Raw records

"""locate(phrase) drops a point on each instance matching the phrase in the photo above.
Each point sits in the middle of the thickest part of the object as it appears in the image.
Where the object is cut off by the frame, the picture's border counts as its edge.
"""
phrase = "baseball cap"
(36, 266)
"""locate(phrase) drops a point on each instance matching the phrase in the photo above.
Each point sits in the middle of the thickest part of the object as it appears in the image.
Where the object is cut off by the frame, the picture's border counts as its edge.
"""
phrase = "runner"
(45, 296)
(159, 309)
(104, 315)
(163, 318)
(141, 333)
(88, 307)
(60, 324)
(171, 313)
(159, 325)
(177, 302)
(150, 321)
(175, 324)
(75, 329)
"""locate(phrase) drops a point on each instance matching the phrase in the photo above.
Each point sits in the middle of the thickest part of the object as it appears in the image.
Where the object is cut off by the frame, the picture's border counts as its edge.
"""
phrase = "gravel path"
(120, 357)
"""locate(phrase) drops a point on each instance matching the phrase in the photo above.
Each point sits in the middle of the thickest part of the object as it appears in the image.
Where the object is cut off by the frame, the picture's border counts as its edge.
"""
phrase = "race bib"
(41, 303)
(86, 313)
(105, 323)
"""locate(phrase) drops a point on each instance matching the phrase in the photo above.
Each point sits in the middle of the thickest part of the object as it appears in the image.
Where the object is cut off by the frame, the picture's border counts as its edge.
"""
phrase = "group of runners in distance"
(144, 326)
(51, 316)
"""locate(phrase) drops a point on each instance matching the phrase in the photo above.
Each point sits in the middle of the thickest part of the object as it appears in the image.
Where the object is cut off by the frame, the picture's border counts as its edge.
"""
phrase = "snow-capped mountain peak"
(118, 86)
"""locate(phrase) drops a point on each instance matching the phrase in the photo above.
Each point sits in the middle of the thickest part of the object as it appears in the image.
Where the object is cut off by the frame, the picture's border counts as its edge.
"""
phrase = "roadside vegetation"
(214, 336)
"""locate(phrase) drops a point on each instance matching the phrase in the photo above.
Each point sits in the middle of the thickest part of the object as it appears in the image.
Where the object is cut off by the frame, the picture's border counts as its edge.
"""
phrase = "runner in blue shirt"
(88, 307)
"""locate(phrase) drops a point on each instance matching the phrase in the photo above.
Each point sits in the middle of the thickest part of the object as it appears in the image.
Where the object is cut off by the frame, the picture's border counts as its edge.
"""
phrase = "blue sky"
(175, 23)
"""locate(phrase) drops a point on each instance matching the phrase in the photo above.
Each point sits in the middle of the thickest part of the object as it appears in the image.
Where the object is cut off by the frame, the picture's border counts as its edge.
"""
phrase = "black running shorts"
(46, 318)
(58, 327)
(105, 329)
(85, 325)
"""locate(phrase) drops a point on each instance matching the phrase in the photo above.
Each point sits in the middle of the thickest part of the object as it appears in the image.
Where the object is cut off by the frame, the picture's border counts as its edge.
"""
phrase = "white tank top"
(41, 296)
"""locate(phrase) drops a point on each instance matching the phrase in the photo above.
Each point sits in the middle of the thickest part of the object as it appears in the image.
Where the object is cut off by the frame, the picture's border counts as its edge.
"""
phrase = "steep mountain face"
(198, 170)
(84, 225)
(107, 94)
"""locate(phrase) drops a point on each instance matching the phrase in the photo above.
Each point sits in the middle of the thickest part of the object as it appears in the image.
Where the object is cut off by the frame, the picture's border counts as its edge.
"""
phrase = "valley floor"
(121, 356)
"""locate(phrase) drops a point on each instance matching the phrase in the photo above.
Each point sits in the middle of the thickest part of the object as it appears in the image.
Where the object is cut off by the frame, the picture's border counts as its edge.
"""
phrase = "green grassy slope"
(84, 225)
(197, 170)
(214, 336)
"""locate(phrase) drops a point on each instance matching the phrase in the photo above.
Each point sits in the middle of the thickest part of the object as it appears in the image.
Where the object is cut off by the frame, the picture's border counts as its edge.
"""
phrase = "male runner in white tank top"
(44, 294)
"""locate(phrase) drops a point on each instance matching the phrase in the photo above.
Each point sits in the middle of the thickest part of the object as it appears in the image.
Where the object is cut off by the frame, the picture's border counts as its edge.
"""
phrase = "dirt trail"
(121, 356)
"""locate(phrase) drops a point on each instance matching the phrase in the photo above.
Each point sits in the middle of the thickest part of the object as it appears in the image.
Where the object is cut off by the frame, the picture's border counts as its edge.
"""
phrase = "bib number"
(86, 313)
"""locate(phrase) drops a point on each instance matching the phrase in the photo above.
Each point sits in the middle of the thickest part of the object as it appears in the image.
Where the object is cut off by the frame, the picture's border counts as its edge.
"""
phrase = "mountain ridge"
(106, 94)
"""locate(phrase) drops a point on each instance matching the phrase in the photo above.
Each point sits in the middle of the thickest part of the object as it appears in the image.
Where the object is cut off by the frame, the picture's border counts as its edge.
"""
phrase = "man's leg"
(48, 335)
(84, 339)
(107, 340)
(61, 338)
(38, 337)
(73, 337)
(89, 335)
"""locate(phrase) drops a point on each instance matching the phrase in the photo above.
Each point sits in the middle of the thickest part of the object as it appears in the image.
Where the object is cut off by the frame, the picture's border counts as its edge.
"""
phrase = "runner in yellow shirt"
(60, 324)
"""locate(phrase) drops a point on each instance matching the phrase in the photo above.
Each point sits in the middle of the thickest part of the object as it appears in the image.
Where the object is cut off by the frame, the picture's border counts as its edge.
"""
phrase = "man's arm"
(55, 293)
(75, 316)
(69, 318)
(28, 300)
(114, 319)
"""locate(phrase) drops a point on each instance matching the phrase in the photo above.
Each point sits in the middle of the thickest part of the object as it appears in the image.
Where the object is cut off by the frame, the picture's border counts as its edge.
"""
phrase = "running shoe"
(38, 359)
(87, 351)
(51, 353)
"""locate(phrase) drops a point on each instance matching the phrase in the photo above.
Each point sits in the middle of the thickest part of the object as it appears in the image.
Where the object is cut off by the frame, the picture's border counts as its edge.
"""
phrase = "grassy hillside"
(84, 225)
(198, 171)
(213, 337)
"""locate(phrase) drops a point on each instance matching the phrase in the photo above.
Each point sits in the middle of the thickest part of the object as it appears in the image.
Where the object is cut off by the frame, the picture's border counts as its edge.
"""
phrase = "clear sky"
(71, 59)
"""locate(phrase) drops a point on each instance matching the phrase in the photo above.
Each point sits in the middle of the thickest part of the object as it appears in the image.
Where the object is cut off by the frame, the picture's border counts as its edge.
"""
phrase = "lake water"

> [WHAT TO DO]: Give an exact copy of all the data shown above.

> [WRITTEN REPLY]:
"""locate(phrase) drops a point on each instance matching the phrase in the photo above.
Each point sits in the middle of the thickest part of the object as it appears in the image.
Where the object is cut off by the frame, the picture's border counts as its edge.
"""
phrase = "baseball cap"
(36, 266)
"""locate(phrase) drops a point on each instance matching the phrase in the photo above.
Each point sits in the middle of the thickest part of the object as it appears in the image.
Where the object is cut off by the frame, the picture's border counts as its edge.
"""
phrase = "runner"
(45, 296)
(159, 309)
(104, 315)
(163, 318)
(141, 333)
(88, 307)
(60, 324)
(171, 313)
(159, 325)
(177, 302)
(150, 321)
(175, 324)
(75, 329)
"""locate(phrase) drops a point on each instance matching the phrase in the photo above.
Each point sits in the middle of the thickest part of the object as it appears in the image.
Where the object is cut off by the frame, the picture's border counts as its edge.
"""
phrase = "gravel path"
(120, 357)
"""locate(phrase) drops a point on each instance matching the phrase in the photo above.
Each point sits in the middle of the thickest part of the object as it appears in the image.
Where the object is cut off by the frame, the picture's border counts as its edge.
"""
phrase = "race bib"
(41, 303)
(86, 313)
(105, 323)
"""locate(phrase) drops a point on each instance matching the phrase in the photo above.
Each point sits in the middle of the thickest part of the object as it appears in the image.
Where the object is cut off by the frame, the picture's border counts as its edge.
"""
phrase = "group of runners in distance"
(144, 326)
(51, 316)
"""locate(phrase) drops a point on each instance matching the phrase in the photo above.
Each point sits in the middle of the thickest part of the object as it appears in the image.
Where the object is cut off by the frame, the picture's border counts as its edge.
"""
phrase = "snow-capped mountain peak"
(118, 86)
"""locate(phrase) drops a point on each instance matching the phrase in the photo above.
Each point sits in the middle of the thickest part of the object as it appears in the image.
Where the object is cut off by the frame, the picture's border counts as its edge.
"""
phrase = "roadside vegetation"
(214, 336)
"""locate(phrase) drops a point on each instance matching the phrase in the photo above.
Each point sits in the middle of the thickest part of the object as it appears in the image.
Where the object is cut off by the frame, the picture's border counts as its edge.
"""
phrase = "runner in blue shirt"
(88, 307)
"""locate(phrase) drops a point on each instance matching the phrase in the photo above.
Each point sits in the middle of the thickest part of the object as it appears in the image.
Where the object is cut off by the frame, the picture's border counts as its edge.
"""
phrase = "blue sky"
(175, 23)
"""locate(phrase) drops a point on each instance matching the phrase in the photo above.
Each point sits in the middle of the thickest part of the object as it appears in the image.
Where the object is cut off by the frame, the picture's border counts as its edge.
"""
phrase = "black running shorts"
(46, 318)
(58, 327)
(105, 329)
(85, 325)
"""locate(phrase) drops a point on each instance matching the phrase in the photo above.
Each point sits in the middle of the thickest part of the object as it appears in the image.
Where the object is cut off by the frame, the picture's border counts as its edge.
"""
phrase = "white tank top"
(41, 296)
"""locate(phrase) drops a point on each instance matching the phrase in the photo above.
Each point sits in the middle of the thickest part of the object as it appears in the image.
Where the object is cut off by the frame, the picture's border counts as its edge.
"""
phrase = "steep mountain face"
(198, 170)
(84, 225)
(107, 94)
"""locate(phrase) drops a point on each instance matching the phrase in the photo above.
Each point sits in the middle of the thickest part of the object as it appears in the image.
Where the object is cut off by the frame, the picture's border counts as its edge.
"""
phrase = "valley floor"
(121, 356)
"""locate(phrase) drops a point on each instance matching the phrase in the photo above.
Each point sits in the middle of the thickest part of the object as it appears in the image.
Where the object is cut off by the frame, the picture's border counts as its edge.
"""
phrase = "green grassy slope"
(84, 225)
(197, 170)
(214, 336)
"""locate(phrase) drops a point on each instance matching the phrase in the photo above.
Each point sits in the middle of the thickest part of the object as it appears in the image.
Where the object is cut off by the frame, the picture's border counts as its edge.
"""
phrase = "male runner in white tank top"
(44, 294)
"""locate(phrase) drops a point on each instance matching the phrase in the photo above.
Each point sits in the middle of the thickest part of the object as it appears in the image.
Where the object is cut off by the frame, the picture's border counts as its edge.
"""
phrase = "dirt trail"
(121, 356)
"""locate(phrase) drops a point on each instance matching the phrase in the photo above.
Each point sits in the middle of the thickest part of the object as it appears in the image.
Where the object is cut off by the frame, the picture's border counts as its edge.
"""
phrase = "bib number"
(86, 313)
"""locate(phrase) drops a point on each instance matching the phrase in the photo above.
Each point sits in the middle of the thickest part of the object as it appears in the image.
Where the object is cut off by the frame, the picture's border counts as its edge.
"""
phrase = "mountain ridge"
(106, 94)
"""locate(phrase) drops a point on each instance matching the phrase in the photo above.
Each point sits in the middle of the thickest part of the object as it appears in the image.
Where the object is cut off by the frame, the picture's border counts as its edge.
"""
phrase = "man's leg"
(48, 335)
(84, 339)
(107, 340)
(61, 338)
(38, 337)
(73, 337)
(89, 335)
"""locate(phrase) drops a point on each instance matching the phrase in the photo above.
Each point sits in the middle of the thickest part of the object as it appears in the image.
Where the object is cut off by the frame, the picture's border counts as its edge.
"""
phrase = "runner in yellow shirt"
(60, 324)
"""locate(phrase) drops a point on each instance matching the phrase in the photo above.
Each point sits in the middle of the thickest part of the object as it appears in the image.
Where the object is cut off by the frame, the picture's border counts as its edge.
"""
phrase = "man's arm"
(55, 293)
(75, 316)
(69, 318)
(28, 300)
(114, 319)
"""locate(phrase) drops a point on each instance matching the phrase in the photo above.
Each point sits in the middle of the thickest part of the object as it appears in the image.
Where the object is cut off by the frame, the picture's border counts as its edge.
"""
phrase = "running shoe"
(38, 359)
(87, 351)
(51, 353)
"""locate(phrase) drops a point on each instance matching the phrase in the photo above.
Each point sits in the middle of the thickest part of the object as it appears in the image.
Where the object is cut off by the frame, the picture's border counts as its edge.
"""
phrase = "grassy hillside"
(84, 225)
(198, 171)
(213, 337)
"""locate(phrase) drops a point on each instance matching the phrase in the photo above.
Each point sits in the middle of the thickest part of the object as it appears in the image.
Where the object is cut off by the frame, the picture's border counts as its edge.
"""
phrase = "clear sky"
(71, 59)
"""locate(phrase) drops a point on each instance matching the phrase in the photo above.
Each point sits in the middle of the thickest part of the object as it appears in the image.
Where the object is cut off by the frame, the picture's border counts as its edge.
"""
phrase = "lake water"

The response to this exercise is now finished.